-- STATED GOAL A --
Answer these questions about the article on Sowore, one answer per line:
(i) What party did Sowore found in August 2018?
(ii) Which governor disparaged the "Revolution Now" movement?
(iii) Under which law does the DSS want to prosecute Sowore?

-- ARTICLE --
>> Start

In August 2018, Sowore founded the African Action Congress (AAC) to contest the 2019 Presidential elections. “We haven’t had leaders who know what they’re doing and it’s because our leaders are a product of godfathers,” he said at the time. “They are a product of a compromised political system that has destroyed any opportunity to have leaders who are patriotic, honest and selfless.” For his campaign, he touted his experience as a student union leader and activist; he also made lavish, ambitious promises, such as raising the minimum wage to N100,000 from N18,000, fixing the nation’s power problems with solar within a year and growing cannabis at scale to boost non-oil revenues. At the polls, AAC and Sowore floundered. Muhammadu Buhari, the eventual winner, won more than 15 million votes. Sowore couldn’t garner up to 50,000. AAC wasn’t even among the top five political parties. He rejected the results. He described the exercise as “an act of aggression against Nigerian voters.”

Since the conclusion of the 2019 elections, the nation’s security temperature has heightened: Boko Haram has resurfaced and a wave of violent kidnappings continues to terrorise the country. As usual, President Buhari has been slow in appointing ministers and his ‘body language’ suggests a sense of detachment relative to the urgency of the reality facing most Nigerians, especially those at the lower rungs of society. Sowore sought to ride this wave of apparent despondency when he announced ‘Revolution Now’. Unfortunately, he didn’t have – and could not conjure – the national, populist presence to achieve his goal. Even those politically opposed to the Buhari administration have disowned his call for change. For example, Governor of Rivers State, Nyesom Wike, a staunch member of the Peoples Democratic Party (PDP) has disparaged the movement. “Rivers State is not part of the ‘Revolution Now’ protest and whatever illegal agenda it sought to pursue,” Wike said after the initial protests had been quashed.

However, it is presumptuous to imagine that Sowore has failed. What he has done is to dramatise the sense of urgency that is required to solve Nigeria’s problems. He might bear the spirit of a lawless, naive student-union activist, but history will remember that he raised his voice when others, perhaps better placed to advance the nation’s democracy, stayed docile. And this government helped his cause.

The Buhari administration bears a sizzling temper against democratic norms, whether it is the rule of law (as seen in the Sambo Dasuki and El-Zakzaky case) or citizen’s right to organise civil protests. While Buhari did not create the culture of government authoritarianism (past administration exhibited similar traits), he has perpetuated it and, perhaps, taken it to new heights.

“It is worrisome that the Buhari administration has decided to extend the ambit of the Terrorism Prevention (Amendment) Act to cover individuals and organisations that are critical of official policies or perceived marginalisation within the federation,” human rights lawyer, Femi Falana, said after Sowore was arrested. The DSS wants to prosecute Sowore based on the provisions of the Terrorism Act.

>> End

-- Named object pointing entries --
>> Start

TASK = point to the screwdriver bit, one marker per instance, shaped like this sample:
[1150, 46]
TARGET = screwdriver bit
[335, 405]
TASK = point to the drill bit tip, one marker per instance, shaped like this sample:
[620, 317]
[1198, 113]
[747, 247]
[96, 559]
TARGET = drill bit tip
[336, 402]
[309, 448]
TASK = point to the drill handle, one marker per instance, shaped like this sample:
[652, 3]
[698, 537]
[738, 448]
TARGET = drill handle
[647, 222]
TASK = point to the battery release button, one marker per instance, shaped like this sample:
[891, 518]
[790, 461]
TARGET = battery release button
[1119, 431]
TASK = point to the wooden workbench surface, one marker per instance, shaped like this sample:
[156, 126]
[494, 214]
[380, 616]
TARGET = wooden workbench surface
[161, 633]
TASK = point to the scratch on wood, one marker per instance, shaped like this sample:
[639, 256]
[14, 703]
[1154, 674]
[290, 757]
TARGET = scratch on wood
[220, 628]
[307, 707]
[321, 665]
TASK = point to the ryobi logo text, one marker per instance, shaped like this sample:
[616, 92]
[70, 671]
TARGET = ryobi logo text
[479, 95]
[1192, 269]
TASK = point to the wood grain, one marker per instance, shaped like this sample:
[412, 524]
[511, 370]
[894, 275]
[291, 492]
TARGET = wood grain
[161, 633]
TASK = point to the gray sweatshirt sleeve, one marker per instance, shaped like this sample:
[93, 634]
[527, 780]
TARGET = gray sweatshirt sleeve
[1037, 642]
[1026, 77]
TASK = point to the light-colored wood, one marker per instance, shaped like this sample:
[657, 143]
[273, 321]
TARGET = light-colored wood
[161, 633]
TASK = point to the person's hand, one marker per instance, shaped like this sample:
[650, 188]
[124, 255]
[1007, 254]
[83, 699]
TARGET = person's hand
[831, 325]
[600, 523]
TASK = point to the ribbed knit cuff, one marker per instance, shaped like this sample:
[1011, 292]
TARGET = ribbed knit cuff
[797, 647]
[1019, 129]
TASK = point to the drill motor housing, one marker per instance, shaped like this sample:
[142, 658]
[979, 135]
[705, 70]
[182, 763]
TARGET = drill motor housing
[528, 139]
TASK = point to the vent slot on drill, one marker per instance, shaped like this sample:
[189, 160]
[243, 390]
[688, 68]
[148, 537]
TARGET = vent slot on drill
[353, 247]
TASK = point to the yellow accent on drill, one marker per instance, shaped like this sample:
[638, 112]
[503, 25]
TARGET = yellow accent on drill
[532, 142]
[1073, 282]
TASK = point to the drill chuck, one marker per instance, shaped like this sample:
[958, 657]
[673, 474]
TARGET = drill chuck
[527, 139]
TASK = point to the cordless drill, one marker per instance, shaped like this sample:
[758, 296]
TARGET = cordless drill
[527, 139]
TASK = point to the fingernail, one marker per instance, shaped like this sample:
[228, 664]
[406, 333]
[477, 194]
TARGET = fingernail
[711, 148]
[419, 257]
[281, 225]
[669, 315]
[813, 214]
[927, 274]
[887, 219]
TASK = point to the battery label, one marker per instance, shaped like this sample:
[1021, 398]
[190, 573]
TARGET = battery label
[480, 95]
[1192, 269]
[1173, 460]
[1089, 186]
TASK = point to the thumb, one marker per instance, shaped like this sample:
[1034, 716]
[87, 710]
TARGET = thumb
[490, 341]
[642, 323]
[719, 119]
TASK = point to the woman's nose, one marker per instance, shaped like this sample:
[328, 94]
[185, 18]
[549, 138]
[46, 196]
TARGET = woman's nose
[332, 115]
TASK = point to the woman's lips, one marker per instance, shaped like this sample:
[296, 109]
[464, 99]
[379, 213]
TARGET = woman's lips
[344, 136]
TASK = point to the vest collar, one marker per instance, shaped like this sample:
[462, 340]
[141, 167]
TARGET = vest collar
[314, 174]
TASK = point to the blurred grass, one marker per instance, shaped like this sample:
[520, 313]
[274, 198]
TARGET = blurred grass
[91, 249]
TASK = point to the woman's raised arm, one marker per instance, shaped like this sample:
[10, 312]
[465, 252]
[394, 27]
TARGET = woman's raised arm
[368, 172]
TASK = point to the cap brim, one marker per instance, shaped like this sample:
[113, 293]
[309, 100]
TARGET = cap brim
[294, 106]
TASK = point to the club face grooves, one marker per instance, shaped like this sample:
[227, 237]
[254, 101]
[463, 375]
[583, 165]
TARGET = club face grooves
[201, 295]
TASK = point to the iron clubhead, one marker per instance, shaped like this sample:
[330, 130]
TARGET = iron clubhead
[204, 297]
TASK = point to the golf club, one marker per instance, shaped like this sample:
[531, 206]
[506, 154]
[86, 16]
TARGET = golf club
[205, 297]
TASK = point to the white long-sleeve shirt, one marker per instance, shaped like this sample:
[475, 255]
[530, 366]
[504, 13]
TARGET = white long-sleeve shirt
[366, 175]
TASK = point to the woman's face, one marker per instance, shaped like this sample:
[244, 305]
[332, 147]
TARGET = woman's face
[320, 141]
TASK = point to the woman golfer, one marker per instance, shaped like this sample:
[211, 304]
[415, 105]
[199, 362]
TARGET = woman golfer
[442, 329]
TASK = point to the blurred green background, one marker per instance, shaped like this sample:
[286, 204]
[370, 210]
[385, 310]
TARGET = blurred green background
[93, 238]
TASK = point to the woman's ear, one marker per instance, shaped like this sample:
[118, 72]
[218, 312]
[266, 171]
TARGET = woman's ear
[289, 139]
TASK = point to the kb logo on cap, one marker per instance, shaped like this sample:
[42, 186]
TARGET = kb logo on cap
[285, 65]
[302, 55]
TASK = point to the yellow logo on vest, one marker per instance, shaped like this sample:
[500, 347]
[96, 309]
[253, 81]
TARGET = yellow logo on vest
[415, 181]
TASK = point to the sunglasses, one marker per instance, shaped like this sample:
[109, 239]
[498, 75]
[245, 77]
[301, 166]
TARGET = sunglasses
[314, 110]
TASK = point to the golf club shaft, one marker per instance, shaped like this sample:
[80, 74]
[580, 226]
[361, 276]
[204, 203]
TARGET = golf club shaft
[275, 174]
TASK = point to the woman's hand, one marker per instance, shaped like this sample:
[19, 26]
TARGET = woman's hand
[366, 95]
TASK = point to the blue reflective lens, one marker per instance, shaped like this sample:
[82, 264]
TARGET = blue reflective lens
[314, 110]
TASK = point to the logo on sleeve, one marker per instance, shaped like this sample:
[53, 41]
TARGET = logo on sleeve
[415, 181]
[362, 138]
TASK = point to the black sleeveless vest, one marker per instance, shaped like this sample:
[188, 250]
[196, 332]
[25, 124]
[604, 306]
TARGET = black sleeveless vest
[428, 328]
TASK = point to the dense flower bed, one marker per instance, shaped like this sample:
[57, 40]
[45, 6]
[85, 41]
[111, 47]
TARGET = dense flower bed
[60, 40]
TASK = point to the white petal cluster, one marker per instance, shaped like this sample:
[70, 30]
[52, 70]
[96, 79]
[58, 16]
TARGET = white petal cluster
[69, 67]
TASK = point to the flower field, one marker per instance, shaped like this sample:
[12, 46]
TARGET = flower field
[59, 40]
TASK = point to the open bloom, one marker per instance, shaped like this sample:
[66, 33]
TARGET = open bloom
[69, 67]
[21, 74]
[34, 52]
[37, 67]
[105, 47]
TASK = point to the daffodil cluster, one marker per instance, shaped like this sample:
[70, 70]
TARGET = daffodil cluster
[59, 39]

>> End

-- STATED GOAL B --
Copy the entries from the line with "TASK = point to the open" up to and including the final line of the entries.

-- ANSWER A --
(i) The African Action Congress (AAC)
(ii) Nyesom Wike, Governor of Rivers State
(iii) The Terrorism Act

-- ANSWER B --
TASK = point to the open bloom, one marker per instance, shaped like this sample:
[66, 33]
TARGET = open bloom
[69, 67]
[21, 74]
[34, 52]
[37, 67]
[105, 47]
TASK = point to the daffodil cluster, one marker per instance, shaped like this sample:
[70, 70]
TARGET = daffodil cluster
[59, 39]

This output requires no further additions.